Quote all entries in full, exactly.

================

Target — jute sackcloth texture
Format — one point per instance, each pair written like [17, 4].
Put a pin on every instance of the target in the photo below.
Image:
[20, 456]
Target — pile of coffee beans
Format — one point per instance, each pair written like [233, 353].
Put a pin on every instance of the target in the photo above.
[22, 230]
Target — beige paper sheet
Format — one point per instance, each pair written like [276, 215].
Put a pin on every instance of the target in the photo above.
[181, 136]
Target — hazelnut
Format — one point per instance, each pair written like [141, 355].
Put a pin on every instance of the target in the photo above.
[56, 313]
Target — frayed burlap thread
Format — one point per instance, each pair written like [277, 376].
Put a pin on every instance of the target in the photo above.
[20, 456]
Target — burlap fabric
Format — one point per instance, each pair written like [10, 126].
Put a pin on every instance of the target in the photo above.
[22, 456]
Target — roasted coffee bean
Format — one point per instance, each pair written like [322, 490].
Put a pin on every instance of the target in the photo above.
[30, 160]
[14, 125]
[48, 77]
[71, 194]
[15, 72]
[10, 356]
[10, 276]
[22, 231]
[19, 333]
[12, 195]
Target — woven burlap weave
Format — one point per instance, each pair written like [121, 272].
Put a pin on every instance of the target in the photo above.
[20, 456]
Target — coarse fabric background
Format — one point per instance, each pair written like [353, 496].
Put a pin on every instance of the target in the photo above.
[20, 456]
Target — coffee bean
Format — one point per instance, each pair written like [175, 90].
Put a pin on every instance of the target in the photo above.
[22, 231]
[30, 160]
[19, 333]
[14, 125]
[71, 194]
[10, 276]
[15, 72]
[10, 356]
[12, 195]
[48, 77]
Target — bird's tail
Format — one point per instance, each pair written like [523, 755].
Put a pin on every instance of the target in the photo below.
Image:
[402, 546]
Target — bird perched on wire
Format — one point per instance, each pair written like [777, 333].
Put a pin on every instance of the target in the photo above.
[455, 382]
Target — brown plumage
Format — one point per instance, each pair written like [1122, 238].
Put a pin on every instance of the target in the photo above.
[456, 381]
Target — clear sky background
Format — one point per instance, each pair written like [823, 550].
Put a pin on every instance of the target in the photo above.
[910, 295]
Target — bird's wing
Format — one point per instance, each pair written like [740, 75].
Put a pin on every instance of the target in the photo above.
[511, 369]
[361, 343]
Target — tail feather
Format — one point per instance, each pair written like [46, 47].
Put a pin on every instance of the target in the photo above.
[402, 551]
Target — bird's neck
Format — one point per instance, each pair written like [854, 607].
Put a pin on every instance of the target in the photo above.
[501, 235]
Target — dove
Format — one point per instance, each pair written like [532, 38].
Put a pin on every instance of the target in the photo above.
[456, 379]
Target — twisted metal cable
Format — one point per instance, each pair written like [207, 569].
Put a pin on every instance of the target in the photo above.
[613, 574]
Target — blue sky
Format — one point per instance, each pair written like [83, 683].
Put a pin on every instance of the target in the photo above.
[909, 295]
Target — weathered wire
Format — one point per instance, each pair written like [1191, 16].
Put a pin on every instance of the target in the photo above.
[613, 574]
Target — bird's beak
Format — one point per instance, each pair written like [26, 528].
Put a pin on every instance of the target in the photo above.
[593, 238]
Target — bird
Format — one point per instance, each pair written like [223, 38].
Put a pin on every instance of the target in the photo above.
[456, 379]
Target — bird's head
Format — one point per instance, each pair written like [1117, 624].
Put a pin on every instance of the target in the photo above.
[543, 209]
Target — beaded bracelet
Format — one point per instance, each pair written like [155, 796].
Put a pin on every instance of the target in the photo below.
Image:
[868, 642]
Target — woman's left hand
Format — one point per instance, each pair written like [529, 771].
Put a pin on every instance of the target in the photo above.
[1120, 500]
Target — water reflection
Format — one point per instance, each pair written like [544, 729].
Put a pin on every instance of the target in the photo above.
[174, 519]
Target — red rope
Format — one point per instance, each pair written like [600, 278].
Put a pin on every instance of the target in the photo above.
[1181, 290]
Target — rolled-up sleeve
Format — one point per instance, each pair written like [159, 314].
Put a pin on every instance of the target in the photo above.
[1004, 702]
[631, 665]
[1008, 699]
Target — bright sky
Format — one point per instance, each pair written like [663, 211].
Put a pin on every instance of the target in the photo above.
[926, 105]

================

EXPECTED OUTPUT:
Target — jute sackcloth texture
Format — one point per instance, each pair written like [17, 4].
Put a pin on every instance of the target in the photo below.
Image:
[20, 456]
Target — pile of coffee beans
Format — one point per instance, each pair written like [233, 353].
Put a pin on every instance of the target in the photo above.
[22, 230]
Target — beige paper sheet
Format — one point per instance, each pair written like [276, 215].
Put a pin on every instance of the target in the photo above.
[181, 136]
Target — hazelnut
Format — one point per instance, each pair written like [141, 355].
Put a pin on every instance of the target in the photo above.
[56, 313]
Target — frayed burlap thread
Format — one point per instance, each pair written like [277, 376].
Put a pin on every instance of the target in the photo above.
[20, 456]
Target — burlap fabric
Format — one point per instance, each pair written like [10, 126].
Put a pin on every instance of the target in the photo above.
[22, 456]
Target — roasted coffee bean
Format — one point per instance, each pair written like [322, 490].
Put a pin on every instance of the target in the photo above.
[30, 160]
[14, 125]
[48, 77]
[71, 194]
[15, 72]
[10, 356]
[10, 276]
[22, 231]
[19, 333]
[12, 195]
Target — woven burlap weave
Format — one point per instance, each pair written like [121, 272].
Put a pin on every instance of the target in the photo above.
[20, 456]
Target — coarse fabric background
Format — one point per instance, each pair written like [353, 496].
Put a pin on every instance of the target in the photo above.
[20, 456]
Target — coffee bean
Format — one point per instance, each pair written like [175, 90].
Put a pin on every instance of the target in the photo above.
[22, 231]
[30, 160]
[19, 333]
[14, 125]
[71, 194]
[10, 276]
[15, 72]
[10, 356]
[12, 195]
[48, 77]
Target — bird's tail
Format — one point per instance, each pair written like [523, 755].
Put a pin on every instance of the target in the photo below.
Image:
[402, 546]
Target — bird perched on wire
Format — one point per instance, each pair written like [777, 333].
Put a pin on every instance of the target in the photo above.
[455, 382]
Target — brown plumage
Format — one point per instance, each pair written like [1122, 238].
Put a pin on every instance of the target in the photo above.
[456, 381]
Target — clear sky background
Format — one point per instance, each pair written like [823, 550].
Put a pin on every instance of the target in the photo above.
[910, 295]
Target — bird's wing
Format — one point per instance, each pair written like [740, 75].
Put a pin on every instance of the target in the photo above.
[511, 369]
[361, 343]
Target — tail feather
Format — one point per instance, each pair written like [46, 47].
Put a pin on every instance of the target in the photo above.
[402, 551]
Target — bird's neck
Format — one point per instance, each pair written like [854, 607].
Put a pin on every instance of the target in the photo above.
[501, 235]
Target — dove
Format — one point per instance, each pair written like [532, 38].
Put a pin on every instance of the target in the photo above.
[456, 379]
Target — twisted metal cable
Format — one point per instance, each pair written like [207, 569].
Put a pin on every instance of the target in the photo above.
[613, 574]
Target — blue sky
Format — one point per instance, each pair written like [83, 683].
Put a pin on every instance of the target in the photo above.
[909, 295]
Target — weathered wire
Format — one point per instance, each pair written like [1191, 16].
Put a pin on every instance of the target in the photo above.
[613, 574]
Target — bird's beak
Format — one point per instance, each pair written like [26, 528].
Put a pin on every instance of the target in the photo above.
[593, 238]
Target — bird
Format — one point per instance, each pair written like [223, 38].
Put a pin on every instance of the target in the photo above.
[456, 379]
Target — bird's head
Format — one point per instance, each pair written like [1117, 624].
Put a pin on every instance of the target in the photo above.
[543, 209]
Target — beaded bracelet
Format — one point per instance, each pair written like [155, 796].
Put a pin on every instance of the target in the photo below.
Image:
[868, 642]
Target — woman's left hand
Format — one point per instance, each pair written like [529, 771].
Put a pin on every instance of the target in the photo above.
[1120, 500]
Target — water reflection
Format — one point per instance, each pair written like [544, 729].
Put a pin on every instance of the target in the photo above.
[174, 519]
Target — red rope
Format — one point per instance, each pair written like [600, 278].
Put a pin on every instance of the target in the photo above.
[1181, 290]
Target — rolled-up sleeve
Format — one point per instance, each pair written like [159, 314].
Put a pin on every instance of the target in the photo above.
[1004, 702]
[631, 665]
[1008, 699]
Target — bright sky
Format — one point per instance, each pair written like [663, 211].
Put a pin on every instance of the target in the photo above.
[926, 105]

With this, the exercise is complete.